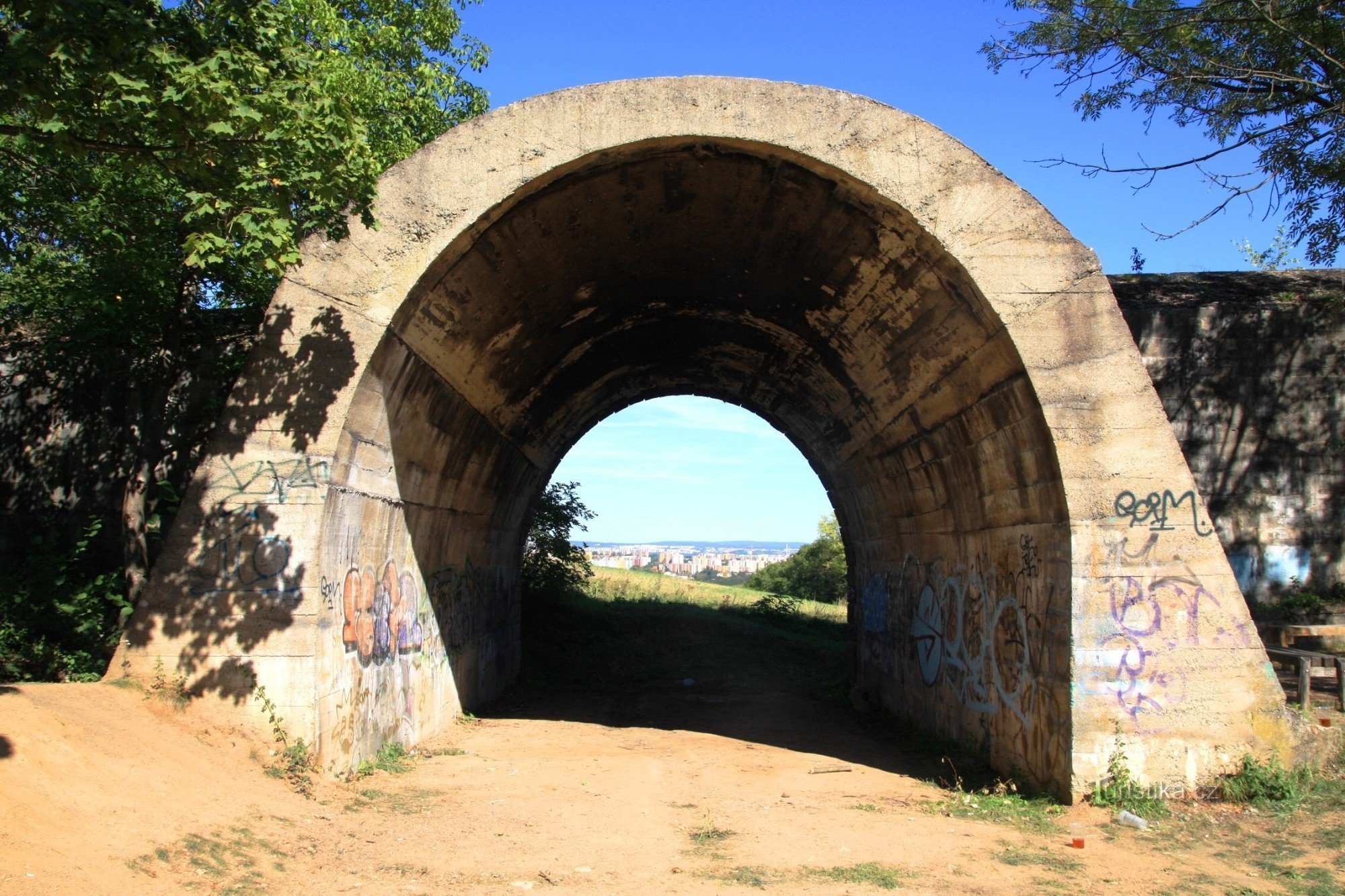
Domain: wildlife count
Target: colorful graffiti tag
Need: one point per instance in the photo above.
(381, 615)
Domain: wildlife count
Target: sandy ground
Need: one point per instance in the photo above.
(104, 791)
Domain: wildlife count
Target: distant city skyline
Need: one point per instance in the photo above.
(700, 469)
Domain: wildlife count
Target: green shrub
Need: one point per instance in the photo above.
(1122, 791)
(1262, 783)
(552, 564)
(61, 607)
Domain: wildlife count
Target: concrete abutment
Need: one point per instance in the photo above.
(1032, 568)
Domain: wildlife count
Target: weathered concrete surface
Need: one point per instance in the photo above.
(1034, 569)
(1250, 372)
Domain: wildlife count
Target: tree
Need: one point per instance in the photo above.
(552, 563)
(817, 572)
(1262, 76)
(158, 170)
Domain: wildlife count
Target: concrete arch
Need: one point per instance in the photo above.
(1032, 568)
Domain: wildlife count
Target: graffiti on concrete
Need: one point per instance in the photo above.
(239, 557)
(973, 628)
(1156, 510)
(980, 638)
(466, 602)
(272, 482)
(381, 615)
(1152, 612)
(970, 628)
(1286, 564)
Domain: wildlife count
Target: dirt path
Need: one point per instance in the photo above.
(603, 771)
(107, 792)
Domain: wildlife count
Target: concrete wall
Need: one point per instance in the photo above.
(950, 361)
(1252, 374)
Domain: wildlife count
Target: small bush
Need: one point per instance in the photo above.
(777, 606)
(1261, 784)
(392, 758)
(63, 604)
(1301, 602)
(295, 760)
(1124, 791)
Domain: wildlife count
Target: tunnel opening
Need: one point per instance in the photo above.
(742, 272)
(1034, 569)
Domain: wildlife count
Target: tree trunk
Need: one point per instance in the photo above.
(135, 516)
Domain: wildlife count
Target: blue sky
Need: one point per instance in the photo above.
(696, 469)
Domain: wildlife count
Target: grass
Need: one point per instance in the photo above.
(412, 801)
(1043, 858)
(631, 585)
(1003, 806)
(868, 873)
(631, 631)
(709, 834)
(864, 874)
(392, 758)
(232, 860)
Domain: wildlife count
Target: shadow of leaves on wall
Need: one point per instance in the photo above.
(1246, 365)
(228, 580)
(294, 382)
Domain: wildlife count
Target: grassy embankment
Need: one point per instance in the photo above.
(634, 630)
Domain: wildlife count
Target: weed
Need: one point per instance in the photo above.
(391, 758)
(1124, 791)
(1001, 803)
(173, 690)
(1265, 784)
(447, 751)
(708, 834)
(294, 763)
(748, 876)
(870, 873)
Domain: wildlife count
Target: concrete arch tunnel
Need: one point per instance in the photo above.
(1032, 569)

● Your instructions
Copy out each line word for word, please, skipping the images.

● Result of the exercise
Domain: wildlife count
Target: colorful graffiti tag
Need: one point per instance in the photo above.
(381, 615)
Domain: wildlife count
Target: sandy ground
Need: one point per instance in the photo above.
(104, 791)
Domain: wildlife count
Target: distant city skyline
Need: one point per instance in the photo above.
(700, 469)
Domain: wildlife count
Target: green shrub
Need: one point per instance in the photo above.
(1122, 791)
(1262, 783)
(552, 564)
(61, 607)
Domain: wildlife count
Target: concrete abutment
Need: one point per instance in the photo above.
(1032, 568)
Domain: wildlife count
Target: weathered concrete surface
Need: one point per instance in the photo above.
(1034, 569)
(1250, 372)
Domain: wildlife count
Target: tree
Need: one point per instance in the photo above.
(552, 563)
(817, 572)
(1262, 76)
(158, 170)
Domain: wildlife count
Target: concrete arch
Need: one point per instance in the photo above.
(1032, 568)
Domain: wildlife count
Target: graffiti on concrete
Need: one point per instance in the photo above.
(239, 557)
(973, 628)
(1156, 510)
(980, 638)
(466, 602)
(272, 482)
(381, 615)
(1152, 612)
(970, 628)
(1286, 564)
Domain: wildlife count
Target: dirt path
Need: one point per instance in the photo above.
(603, 771)
(107, 792)
Domain: wildlife count
Target: concrete wall
Need: one point per instance in the photo above.
(950, 361)
(1252, 374)
Domain: wildlife count
Target: small bush
Need: one point per instance in the photo above.
(777, 606)
(1261, 784)
(392, 758)
(63, 604)
(1301, 602)
(295, 760)
(1124, 791)
Domain: wildlife count
Target: tunnel opening
Need: one point per instance in the photo above.
(742, 272)
(1034, 569)
Domain: wildlife count
Target: tree trunk
Need: one point per instance in the photo above.
(135, 516)
Domain: wildlife count
Target: blue sky
Need: one point per instance in the photo above.
(696, 469)
Domain: wildlife count
Target: grass
Need: one point per instance in the photo above.
(412, 801)
(1043, 858)
(631, 585)
(1003, 806)
(868, 873)
(631, 631)
(709, 834)
(864, 874)
(392, 758)
(232, 860)
Domain: wildlife count
Target: shadow of leaves on wall
Need: one point per instance in the photo above.
(1246, 365)
(228, 580)
(294, 382)
Domain: wildlife count
Target: grassy embankment
Need: one point per instance in the photo above.
(634, 630)
Domain: wildlife count
Target: weed
Need: one point per instance in the photo above.
(391, 758)
(1124, 791)
(1001, 803)
(173, 690)
(1265, 784)
(447, 751)
(708, 834)
(294, 763)
(748, 876)
(870, 873)
Domain: wildlife count
Target: concrete arch tunnel
Need: one point per instance in the photo above.
(1032, 569)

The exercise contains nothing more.